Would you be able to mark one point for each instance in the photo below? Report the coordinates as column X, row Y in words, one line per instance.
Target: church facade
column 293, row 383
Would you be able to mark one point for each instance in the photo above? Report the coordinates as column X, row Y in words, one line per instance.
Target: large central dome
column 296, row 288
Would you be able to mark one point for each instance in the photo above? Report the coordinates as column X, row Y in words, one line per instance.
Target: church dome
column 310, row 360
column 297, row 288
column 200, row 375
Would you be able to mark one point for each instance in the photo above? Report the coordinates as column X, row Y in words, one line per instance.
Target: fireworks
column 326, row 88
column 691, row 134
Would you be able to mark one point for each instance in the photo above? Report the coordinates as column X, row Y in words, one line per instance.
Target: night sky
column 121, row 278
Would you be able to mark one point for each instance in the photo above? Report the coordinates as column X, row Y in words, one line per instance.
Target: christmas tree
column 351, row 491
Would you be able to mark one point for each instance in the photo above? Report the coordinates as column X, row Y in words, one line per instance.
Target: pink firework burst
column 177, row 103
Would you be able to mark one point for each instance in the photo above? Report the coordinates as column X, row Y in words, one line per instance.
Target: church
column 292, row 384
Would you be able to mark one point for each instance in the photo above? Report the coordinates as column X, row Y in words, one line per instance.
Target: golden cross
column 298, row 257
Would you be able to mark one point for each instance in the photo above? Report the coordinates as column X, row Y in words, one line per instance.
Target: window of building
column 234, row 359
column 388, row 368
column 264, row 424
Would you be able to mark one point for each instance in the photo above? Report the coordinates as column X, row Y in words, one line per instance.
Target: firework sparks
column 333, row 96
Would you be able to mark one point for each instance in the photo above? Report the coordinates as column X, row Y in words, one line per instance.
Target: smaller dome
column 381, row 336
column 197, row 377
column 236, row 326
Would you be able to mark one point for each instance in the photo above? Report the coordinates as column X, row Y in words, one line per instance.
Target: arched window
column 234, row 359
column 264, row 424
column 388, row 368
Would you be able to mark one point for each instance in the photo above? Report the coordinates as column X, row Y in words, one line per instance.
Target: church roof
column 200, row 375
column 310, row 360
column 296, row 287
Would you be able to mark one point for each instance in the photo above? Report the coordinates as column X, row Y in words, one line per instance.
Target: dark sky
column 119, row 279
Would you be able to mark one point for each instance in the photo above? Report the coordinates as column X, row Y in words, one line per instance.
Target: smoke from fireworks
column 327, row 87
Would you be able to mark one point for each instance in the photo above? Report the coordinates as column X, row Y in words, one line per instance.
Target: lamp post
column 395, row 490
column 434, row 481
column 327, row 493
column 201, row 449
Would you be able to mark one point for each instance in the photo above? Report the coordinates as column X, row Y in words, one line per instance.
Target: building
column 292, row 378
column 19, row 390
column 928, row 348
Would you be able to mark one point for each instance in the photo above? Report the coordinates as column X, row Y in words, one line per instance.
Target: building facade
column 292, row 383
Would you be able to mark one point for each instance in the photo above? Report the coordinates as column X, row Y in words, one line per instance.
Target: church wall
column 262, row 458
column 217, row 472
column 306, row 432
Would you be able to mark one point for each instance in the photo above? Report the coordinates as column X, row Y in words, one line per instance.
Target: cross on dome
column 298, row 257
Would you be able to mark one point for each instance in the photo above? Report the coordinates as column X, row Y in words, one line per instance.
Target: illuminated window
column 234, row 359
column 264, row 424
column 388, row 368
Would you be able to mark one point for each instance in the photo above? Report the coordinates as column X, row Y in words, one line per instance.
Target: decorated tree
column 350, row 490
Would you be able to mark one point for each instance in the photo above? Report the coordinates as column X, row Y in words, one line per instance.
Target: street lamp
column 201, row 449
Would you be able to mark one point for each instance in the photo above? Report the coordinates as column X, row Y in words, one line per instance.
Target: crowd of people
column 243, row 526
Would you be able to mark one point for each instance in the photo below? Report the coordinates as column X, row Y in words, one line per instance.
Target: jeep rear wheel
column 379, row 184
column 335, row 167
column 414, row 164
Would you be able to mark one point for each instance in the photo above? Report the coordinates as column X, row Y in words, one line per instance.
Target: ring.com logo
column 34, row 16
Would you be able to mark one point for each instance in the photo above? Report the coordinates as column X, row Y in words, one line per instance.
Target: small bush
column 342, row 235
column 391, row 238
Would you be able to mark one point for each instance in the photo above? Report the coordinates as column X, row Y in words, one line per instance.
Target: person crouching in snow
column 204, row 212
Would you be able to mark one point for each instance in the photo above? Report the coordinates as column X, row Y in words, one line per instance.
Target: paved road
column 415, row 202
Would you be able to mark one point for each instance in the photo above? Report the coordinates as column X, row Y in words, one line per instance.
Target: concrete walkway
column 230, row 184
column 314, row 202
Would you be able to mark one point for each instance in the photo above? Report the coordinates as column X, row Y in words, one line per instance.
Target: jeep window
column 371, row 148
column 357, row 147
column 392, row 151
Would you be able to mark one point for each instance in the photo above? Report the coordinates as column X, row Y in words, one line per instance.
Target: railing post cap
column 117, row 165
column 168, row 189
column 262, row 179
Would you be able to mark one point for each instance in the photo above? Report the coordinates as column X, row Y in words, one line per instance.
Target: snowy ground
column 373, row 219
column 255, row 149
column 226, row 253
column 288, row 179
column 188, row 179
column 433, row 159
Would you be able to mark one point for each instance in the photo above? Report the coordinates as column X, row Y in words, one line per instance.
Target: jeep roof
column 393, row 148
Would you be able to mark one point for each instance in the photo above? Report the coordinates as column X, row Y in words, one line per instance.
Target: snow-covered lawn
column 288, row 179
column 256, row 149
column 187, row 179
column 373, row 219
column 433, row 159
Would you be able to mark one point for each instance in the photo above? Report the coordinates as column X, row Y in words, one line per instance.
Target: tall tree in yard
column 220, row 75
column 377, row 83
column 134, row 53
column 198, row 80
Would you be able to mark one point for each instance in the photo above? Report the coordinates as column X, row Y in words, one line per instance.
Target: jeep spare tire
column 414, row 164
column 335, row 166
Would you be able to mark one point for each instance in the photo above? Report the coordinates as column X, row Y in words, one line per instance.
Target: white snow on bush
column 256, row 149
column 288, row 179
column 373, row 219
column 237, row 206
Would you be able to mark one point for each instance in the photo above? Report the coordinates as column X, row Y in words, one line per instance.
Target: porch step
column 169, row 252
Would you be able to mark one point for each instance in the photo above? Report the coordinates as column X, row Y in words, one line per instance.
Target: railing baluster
····················
■ **Task directions**:
Return the lines above unchanged, word for word.

■ **Written response**:
Would you be able to mark one point for each instance in the photo below? Report the coordinates as column X, row Y in words, one line per instance.
Target: church facade
column 293, row 383
Would you be able to mark one point for each instance in the photo above? Report the coordinates as column X, row Y in words, one line per instance.
Target: large central dome
column 296, row 288
Would you be able to mark one point for each instance in the photo above? Report the coordinates as column X, row Y in words, one line per instance.
Target: church dome
column 310, row 360
column 297, row 288
column 200, row 375
Would you be able to mark one point for each instance in the photo above? Report the coordinates as column X, row Y in words, one line per instance.
Target: fireworks
column 326, row 88
column 691, row 134
Would you be able to mark one point for each instance in the photo above? Report the coordinates as column X, row Y in words, one line per instance.
Target: night sky
column 121, row 278
Would you be able to mark one point for each instance in the photo above? Report the coordinates as column X, row Y in words, one line per instance.
Target: christmas tree
column 351, row 491
Would you be able to mark one point for each instance in the photo above? Report the coordinates as column X, row Y in words, one line per instance.
Target: pink firework burst
column 177, row 103
Would you be able to mark one point for each instance in the photo above? Report the coordinates as column X, row Y in words, one line per instance.
Target: church
column 292, row 384
Would you be able to mark one point for each instance in the photo above? Report the coordinates as column X, row Y in words, one line per instance.
Target: golden cross
column 298, row 257
Would you be able to mark one point for each instance in the photo above? Report the coordinates as column X, row Y in words, one line per instance.
Target: window of building
column 234, row 359
column 388, row 368
column 264, row 424
Would you be able to mark one point for each instance in the photo above? Report the coordinates as column X, row Y in words, one line per instance.
Target: firework sparks
column 333, row 96
Would you be able to mark one point for each instance in the photo above? Report the coordinates as column X, row Y in words, one line per instance.
Target: smaller dome
column 381, row 336
column 197, row 377
column 236, row 326
Would you be able to mark one point for each instance in the photo above? Report the coordinates as column X, row Y in words, one line per instance.
Target: arched window
column 234, row 359
column 264, row 424
column 388, row 368
Would you be able to mark one point for each instance in the photo above? Report the coordinates as column X, row Y in words, one line per instance.
Target: church roof
column 200, row 375
column 310, row 360
column 296, row 287
Would you be able to mark one point for each instance in the photo above? Report the coordinates as column X, row Y in words, one line per instance.
Target: dark sky
column 119, row 279
Would you be able to mark one point for each instance in the photo above? Report the coordinates as column X, row Y in words, one line per instance.
Target: smoke from fireworks
column 327, row 87
Would you be able to mark one point for each instance in the photo above? Report the coordinates as column X, row Y in words, one line per instance.
Target: lamp post
column 395, row 490
column 434, row 481
column 327, row 493
column 201, row 449
Would you be able to mark one point for each instance in the photo above? Report the coordinates as column X, row Y in words, one line per instance.
Target: building
column 292, row 378
column 19, row 390
column 928, row 348
Would you be able to mark one point for each instance in the photo above? Report the coordinates as column X, row Y in words, one line per instance.
Target: building facade
column 292, row 383
Would you be able to mark one point for each instance in the photo above? Report the coordinates as column X, row Y in words, one line per instance.
Target: church wall
column 262, row 458
column 217, row 472
column 306, row 432
Would you be able to mark one point for each instance in the photo above? Report the coordinates as column X, row Y in words, one line per instance.
Target: cross on dome
column 298, row 257
Would you be able to mark one point for each instance in the photo above? Report the coordinates as column X, row Y in words, one line per instance.
Target: illuminated window
column 234, row 359
column 264, row 424
column 388, row 368
Would you be able to mark one point for each instance in the photo above? Report the coordinates as column X, row Y in words, one line per instance.
Target: decorated tree
column 350, row 490
Would you be able to mark one point for each instance in the photo above? Report the coordinates as column X, row Y in words, one line per instance.
Target: street lamp
column 201, row 449
Would you be able to mark one point for each instance in the photo above? Report the coordinates as column X, row Y in words, one line per instance.
Target: crowd of people
column 243, row 526
Would you be able to mark one point for each instance in the photo below? Report the coordinates as column X, row Y in words, one line per instance.
Target: jeep rear wheel
column 379, row 184
column 335, row 167
column 414, row 164
Would you be able to mark one point for each instance in the photo above? Report the coordinates as column X, row Y in words, one line per instance.
Target: ring.com logo
column 34, row 16
Would you be able to mark one point for each instance in the photo above? Report the coordinates as column X, row Y in words, one line per instance.
Target: small bush
column 342, row 235
column 391, row 238
Would you be able to mark one point for each instance in the photo above? Report the coordinates as column X, row Y in words, one line per instance.
Target: person crouching in snow
column 204, row 212
Would you be able to mark one point for each instance in the photo above? Report the coordinates as column X, row Y in words, one line per instance.
Target: paved road
column 415, row 202
Would you be able to mark one point for each instance in the photo above? Report the coordinates as column X, row Y in words, one line per instance.
Target: concrete walkway
column 230, row 184
column 314, row 202
Would you be able to mark one point for each instance in the photo above? Report the coordinates as column X, row Y in words, one line per instance.
Target: jeep window
column 371, row 148
column 357, row 147
column 392, row 151
Would you be able to mark one point for each instance in the photo above? Report the coordinates as column X, row Y in words, one line per instance.
Target: railing post cap
column 117, row 165
column 168, row 189
column 262, row 179
Would you be able to mark one point for each instance in the photo above? Report the coordinates as column X, row Y in words, one line per instance.
Target: snowy ground
column 373, row 219
column 255, row 149
column 226, row 253
column 288, row 179
column 188, row 179
column 433, row 159
Would you be able to mark one point for each instance in the photo above? Report the coordinates as column X, row Y in words, one line per instance.
Target: jeep roof
column 393, row 148
Would you be able to mark one point for each instance in the photo above? Report the coordinates as column X, row Y in words, one line per instance.
Target: snow-covered lawn
column 288, row 179
column 256, row 149
column 187, row 179
column 373, row 219
column 433, row 159
Would you be able to mark one point for each instance in the photo above? Report the coordinates as column X, row Y in words, one line per instance.
Target: tall tree in yard
column 220, row 75
column 377, row 83
column 134, row 53
column 198, row 80
Would you be able to mark one point for each instance in the photo above? Report the coordinates as column X, row Y in words, one line per instance.
Target: jeep spare tire
column 414, row 164
column 335, row 166
Would you be able to mark one point for each instance in the photo above? Report the coordinates as column X, row Y in words, one line per instance.
Target: white snow on bush
column 256, row 149
column 288, row 179
column 373, row 219
column 237, row 206
Would you be able to mark one point for each instance in the photo above? Report the coordinates as column X, row Y in words, one line per instance.
Target: porch step
column 169, row 252
Would you be able to mark one point for each instance in the photo above? Report the coordinates as column X, row Y in words, one line per instance.
Target: railing baluster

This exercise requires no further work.